**Exercise prompt**
What you give back should match the entries below character for character.

**Saved entries**
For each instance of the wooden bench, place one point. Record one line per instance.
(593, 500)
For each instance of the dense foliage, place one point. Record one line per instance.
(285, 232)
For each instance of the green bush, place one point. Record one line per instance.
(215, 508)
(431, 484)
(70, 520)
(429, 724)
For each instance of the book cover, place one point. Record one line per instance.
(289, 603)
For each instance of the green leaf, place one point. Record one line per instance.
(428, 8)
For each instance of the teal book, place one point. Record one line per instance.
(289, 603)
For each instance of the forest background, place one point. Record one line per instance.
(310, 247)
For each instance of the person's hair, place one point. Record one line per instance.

**Worked solution**
For each instance of the wooden bench, place one point. Record one line per instance.
(593, 500)
For each instance of the dense foliage, place one point. Record one line per instance.
(285, 232)
For each instance of the green bush, place one point. Record one line per instance.
(215, 508)
(431, 484)
(70, 520)
(429, 724)
For each instance of the book cover, place one point. Record one line per instance.
(289, 603)
For each instance of the green leaf, place one point. Record one line per instance.
(428, 8)
For each instance of the teal book, place one point. Record one line per instance.
(289, 603)
For each instance of the forest background, place one point. Record one line per instance.
(310, 247)
For each instance of the person's hair, place one point. Record one line per instance.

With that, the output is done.